CHRISTIAN BOBIN, LA PRESENZA PURA – ANIMAMUNDI, OTRANTO (LE), 2019

Aforismi, meditazioni, riflessioni poetiche, preghiere laiche… Come definire le prose di Christian Bobin, scrittore francese nato nel 1951, autore negli ultimi decenni sempre più tradotto, letto e ammirato anche in Italia? Filosofo e maestro di pensiero, oscillante tra un cristianesimo di tipo francescano e un buddismo meditativo, offre ai lettori la sua visione del mondo con una pacatezza gentile e discreta, priva di qualsiasi boria o pretesa di conversione. Parla della natura e di Dio, del rapporto con il prossimo e con il tempo che scorre, della grazia dei gesti e della riconoscenza che dobbiamo al semplice fatto di esistere.

Nell’ultimo volumetto pubblicato dalle edizioni pugliesi Animamundi, La presenza pura, il tema fondamentale è la capacità di interrogare sé stessi attraverso il dialogo sommesso con interlocutori muti. Un albero piantato di fronte alla finestra della sala, solido e severo custode dei giorni e delle notti dello scrittore, gli impartisce quotidianamente insegnamenti silenziosi attraverso lo spuntare e il cadere delle foglie, l’ombra stagliata sul terreno, lo stormire dei rami nella tempesta. La sua presenza è rassicurante anche nella notte, “come per il bambino perduto nel sonno la voce dei genitori nella stanza accanto”. L’albero accoglie senza ribellione l’alternarsi di luce e buio, i passeri che si nascondono tra le sue fronde, il vento che si abbatte sul suo tronco: così fermo e indifeso come il padre dell’autore, malato di Alzheimer e ricoverato in una clinica di lunga degenza, assistito malvolentieri da infermieri impazienti, ridotto al silenzio: l’albero e il vecchio padre, entrambi immobili e fuori dal tempo. “C’è in me una tomba”, breve frase pronunciata dall’anziano genitore, e subito cancellata dalla sua memoria. Il figlio lo va a trovare, spesso senza essere riconosciuto, lo prende per mano e lo accompagna in refettorio o a passi brevi in giardino, gli parla e non ottiene risposta. Presenza viva e inanimata come quella dell’albero, che si accontenta anche solo di respirare. Nel ricovero non si vede “nient’altro che la vita secca, ciascuno aggrappato al suo piccolo scoglio finché la fatica convince di abbandonare la presa – allora è l’inghiottimento, la grande onda della morte bianca”. Intorno cambiano le stagioni, d’inverno la neve attutisce ogni suono e ogni dolore: anche le urla dei degenti, che spesso chiamano la mamma, tornando bambini. Sono “re senza cortigiani”; regale, solitario, zitto è anche l’albero amico.

Elenco delle consegne:
[1] Rispondi alle seguenti domande sulla recensione di La presenza pura.
(a) In che anno è nato Christian Bobin?
(b) Di quale malattia soffre il padre dell'autore?
(c) Chi chiamano spesso, urlando, i degenti del ricovero?
[2] Prosegui la recensione di La presenza pura a partire dall'ultima frase riportata.

Estratti del dataset:
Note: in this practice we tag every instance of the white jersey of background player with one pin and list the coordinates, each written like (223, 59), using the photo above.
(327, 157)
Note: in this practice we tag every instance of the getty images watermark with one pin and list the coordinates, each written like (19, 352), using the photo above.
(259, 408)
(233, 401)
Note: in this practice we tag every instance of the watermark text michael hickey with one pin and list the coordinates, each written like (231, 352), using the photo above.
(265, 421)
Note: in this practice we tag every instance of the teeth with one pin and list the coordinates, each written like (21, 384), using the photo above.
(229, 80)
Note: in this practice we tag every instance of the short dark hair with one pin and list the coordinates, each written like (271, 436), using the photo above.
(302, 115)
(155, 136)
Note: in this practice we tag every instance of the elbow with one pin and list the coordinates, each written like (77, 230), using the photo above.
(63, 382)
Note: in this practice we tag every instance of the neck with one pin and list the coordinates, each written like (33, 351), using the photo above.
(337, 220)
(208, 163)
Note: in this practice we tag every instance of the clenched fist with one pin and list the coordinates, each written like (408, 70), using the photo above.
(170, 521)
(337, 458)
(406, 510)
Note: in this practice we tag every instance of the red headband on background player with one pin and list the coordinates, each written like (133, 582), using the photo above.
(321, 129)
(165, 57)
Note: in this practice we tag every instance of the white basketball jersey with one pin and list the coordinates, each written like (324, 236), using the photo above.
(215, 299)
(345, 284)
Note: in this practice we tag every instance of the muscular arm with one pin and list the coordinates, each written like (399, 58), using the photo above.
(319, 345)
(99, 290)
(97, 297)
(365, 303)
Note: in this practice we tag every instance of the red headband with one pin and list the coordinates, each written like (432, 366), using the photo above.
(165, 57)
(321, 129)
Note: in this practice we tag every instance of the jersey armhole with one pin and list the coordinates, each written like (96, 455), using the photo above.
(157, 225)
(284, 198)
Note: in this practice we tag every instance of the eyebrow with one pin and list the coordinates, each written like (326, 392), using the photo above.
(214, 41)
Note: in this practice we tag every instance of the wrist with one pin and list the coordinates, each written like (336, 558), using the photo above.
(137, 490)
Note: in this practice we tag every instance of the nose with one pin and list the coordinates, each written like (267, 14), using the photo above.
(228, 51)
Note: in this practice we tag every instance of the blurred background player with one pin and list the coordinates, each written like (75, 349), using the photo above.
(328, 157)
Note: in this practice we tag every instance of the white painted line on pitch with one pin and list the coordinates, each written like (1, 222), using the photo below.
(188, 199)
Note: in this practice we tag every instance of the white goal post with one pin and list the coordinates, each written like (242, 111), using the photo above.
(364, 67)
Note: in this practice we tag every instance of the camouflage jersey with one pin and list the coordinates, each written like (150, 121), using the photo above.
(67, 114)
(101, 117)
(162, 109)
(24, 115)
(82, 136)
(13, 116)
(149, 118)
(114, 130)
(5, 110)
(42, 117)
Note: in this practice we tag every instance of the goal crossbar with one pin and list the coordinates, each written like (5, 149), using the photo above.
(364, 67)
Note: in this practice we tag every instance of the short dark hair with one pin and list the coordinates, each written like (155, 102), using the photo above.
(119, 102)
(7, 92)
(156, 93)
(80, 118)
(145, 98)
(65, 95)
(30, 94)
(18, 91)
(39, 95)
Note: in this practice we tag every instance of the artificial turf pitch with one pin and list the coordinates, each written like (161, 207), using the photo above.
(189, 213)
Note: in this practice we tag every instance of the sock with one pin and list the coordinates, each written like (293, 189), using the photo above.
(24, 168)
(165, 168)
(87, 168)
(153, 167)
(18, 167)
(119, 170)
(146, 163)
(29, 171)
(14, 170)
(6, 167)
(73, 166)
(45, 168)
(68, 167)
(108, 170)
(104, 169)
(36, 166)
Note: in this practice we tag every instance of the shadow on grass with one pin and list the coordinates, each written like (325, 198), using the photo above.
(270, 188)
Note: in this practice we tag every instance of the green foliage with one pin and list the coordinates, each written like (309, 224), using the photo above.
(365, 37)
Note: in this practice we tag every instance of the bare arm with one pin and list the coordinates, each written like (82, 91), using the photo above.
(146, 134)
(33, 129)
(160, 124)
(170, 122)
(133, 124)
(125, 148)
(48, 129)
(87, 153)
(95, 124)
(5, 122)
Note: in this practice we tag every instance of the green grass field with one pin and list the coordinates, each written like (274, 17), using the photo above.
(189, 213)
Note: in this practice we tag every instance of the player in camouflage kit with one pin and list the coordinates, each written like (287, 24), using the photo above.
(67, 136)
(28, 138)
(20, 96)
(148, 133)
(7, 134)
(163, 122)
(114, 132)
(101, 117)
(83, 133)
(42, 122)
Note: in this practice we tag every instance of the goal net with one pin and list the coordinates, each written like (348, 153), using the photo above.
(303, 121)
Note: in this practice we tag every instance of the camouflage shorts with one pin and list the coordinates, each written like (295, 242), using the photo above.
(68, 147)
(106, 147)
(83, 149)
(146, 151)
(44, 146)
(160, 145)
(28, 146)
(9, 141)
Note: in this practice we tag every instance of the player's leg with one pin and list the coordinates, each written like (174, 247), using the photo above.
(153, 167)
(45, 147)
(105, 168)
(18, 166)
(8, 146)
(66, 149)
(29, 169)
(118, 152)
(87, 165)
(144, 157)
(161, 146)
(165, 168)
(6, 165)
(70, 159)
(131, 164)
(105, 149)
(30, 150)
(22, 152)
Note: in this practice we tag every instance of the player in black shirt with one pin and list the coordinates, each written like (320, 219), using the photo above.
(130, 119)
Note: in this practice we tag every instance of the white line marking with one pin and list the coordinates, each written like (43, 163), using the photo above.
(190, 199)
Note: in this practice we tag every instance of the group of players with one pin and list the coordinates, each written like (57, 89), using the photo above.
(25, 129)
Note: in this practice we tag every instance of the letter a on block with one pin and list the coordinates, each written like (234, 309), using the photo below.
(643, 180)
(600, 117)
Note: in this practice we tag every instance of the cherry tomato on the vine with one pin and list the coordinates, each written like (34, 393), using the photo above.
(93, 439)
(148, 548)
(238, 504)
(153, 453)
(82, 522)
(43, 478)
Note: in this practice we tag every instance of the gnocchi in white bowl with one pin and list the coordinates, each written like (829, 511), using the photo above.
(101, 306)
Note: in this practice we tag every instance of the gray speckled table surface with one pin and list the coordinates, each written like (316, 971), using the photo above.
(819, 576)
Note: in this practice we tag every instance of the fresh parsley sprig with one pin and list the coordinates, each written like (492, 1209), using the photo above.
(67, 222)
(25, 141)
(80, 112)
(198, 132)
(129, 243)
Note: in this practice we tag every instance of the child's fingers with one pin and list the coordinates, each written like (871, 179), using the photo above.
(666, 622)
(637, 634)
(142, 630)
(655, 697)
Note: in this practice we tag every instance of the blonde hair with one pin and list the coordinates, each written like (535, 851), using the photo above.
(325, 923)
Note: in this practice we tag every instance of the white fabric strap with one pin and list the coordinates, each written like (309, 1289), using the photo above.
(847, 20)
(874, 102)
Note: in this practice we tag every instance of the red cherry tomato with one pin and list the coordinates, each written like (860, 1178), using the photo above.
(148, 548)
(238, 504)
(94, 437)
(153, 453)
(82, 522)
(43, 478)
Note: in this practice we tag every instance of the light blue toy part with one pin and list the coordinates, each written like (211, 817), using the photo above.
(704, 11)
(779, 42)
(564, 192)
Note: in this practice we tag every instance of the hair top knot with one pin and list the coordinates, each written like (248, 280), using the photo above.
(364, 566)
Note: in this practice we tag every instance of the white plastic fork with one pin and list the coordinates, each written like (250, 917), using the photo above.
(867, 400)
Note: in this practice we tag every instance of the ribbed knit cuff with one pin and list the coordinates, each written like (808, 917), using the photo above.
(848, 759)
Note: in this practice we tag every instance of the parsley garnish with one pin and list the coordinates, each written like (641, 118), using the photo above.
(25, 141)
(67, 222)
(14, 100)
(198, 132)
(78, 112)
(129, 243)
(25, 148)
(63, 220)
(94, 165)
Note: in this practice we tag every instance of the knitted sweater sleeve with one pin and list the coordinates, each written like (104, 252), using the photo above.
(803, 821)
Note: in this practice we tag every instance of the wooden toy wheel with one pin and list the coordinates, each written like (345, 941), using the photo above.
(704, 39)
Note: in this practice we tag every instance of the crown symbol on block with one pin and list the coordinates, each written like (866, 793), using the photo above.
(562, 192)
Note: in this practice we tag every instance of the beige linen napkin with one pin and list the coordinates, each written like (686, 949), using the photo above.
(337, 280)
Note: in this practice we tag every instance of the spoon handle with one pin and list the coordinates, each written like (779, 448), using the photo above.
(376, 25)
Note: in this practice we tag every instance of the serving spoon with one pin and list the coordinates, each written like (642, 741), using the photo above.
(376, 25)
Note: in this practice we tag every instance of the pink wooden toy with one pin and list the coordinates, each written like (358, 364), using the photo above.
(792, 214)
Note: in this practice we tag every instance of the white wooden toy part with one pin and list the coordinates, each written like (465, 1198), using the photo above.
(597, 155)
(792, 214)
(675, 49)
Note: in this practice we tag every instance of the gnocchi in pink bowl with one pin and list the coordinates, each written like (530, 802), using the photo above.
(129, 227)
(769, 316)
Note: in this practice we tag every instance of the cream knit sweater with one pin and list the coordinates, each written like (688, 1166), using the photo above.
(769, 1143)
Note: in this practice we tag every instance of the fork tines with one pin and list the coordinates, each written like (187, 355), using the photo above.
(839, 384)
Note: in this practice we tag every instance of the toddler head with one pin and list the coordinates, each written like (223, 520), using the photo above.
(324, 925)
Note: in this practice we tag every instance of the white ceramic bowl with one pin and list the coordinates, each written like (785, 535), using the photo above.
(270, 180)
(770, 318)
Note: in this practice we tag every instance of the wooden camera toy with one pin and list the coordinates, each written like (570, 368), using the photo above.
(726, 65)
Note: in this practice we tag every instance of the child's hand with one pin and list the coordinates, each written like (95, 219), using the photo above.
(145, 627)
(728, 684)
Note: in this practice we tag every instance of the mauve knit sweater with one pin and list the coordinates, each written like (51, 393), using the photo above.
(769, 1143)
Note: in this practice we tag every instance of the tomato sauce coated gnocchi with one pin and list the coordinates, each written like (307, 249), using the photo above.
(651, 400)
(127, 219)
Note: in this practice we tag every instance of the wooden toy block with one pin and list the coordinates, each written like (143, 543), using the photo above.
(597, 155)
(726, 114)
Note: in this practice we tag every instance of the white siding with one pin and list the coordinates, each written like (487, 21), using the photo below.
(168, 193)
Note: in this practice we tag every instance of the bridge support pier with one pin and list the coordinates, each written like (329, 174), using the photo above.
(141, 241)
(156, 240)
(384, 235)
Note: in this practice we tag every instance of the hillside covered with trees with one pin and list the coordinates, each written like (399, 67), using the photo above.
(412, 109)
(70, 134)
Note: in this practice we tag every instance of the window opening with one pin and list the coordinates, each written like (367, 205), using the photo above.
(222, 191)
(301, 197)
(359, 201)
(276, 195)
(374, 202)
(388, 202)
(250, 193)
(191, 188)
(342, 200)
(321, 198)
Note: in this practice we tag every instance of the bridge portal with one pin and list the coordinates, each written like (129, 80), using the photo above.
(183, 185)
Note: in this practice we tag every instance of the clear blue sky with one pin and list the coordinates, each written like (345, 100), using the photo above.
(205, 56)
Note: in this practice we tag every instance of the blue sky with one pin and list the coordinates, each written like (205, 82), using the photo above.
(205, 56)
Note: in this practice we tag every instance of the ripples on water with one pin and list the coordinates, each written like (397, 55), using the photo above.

Risposte alle consegne:
[1]
(a) Nel 1951.
(b) Di Alzheimer.
(c) La mamma.

[2]
Nell’intensa prefazione al libro, Lorenzo Gobbi mette in luce la dote più rilevante di Christian Bobin: il pudore con cui si avvicina a cose e persone, “nel timore di essere importune”: lo sguardo umilmente empatico, intenerito e insieme intimo con cui sa descrivere “la presenza pura” di ogni esistenza, prestando attenzione soprattutto a quello che è piccolo e sottovalutato: “Ciò che in noi è ferito chiede asilo alle più minute cose della terra, e lo trova”. Simone Cristicchi, che firma la pagina iniziale del testo, saluta Bobin “canale di bellezza e meraviglia … la cui poesia ha radici piantate in cielo”.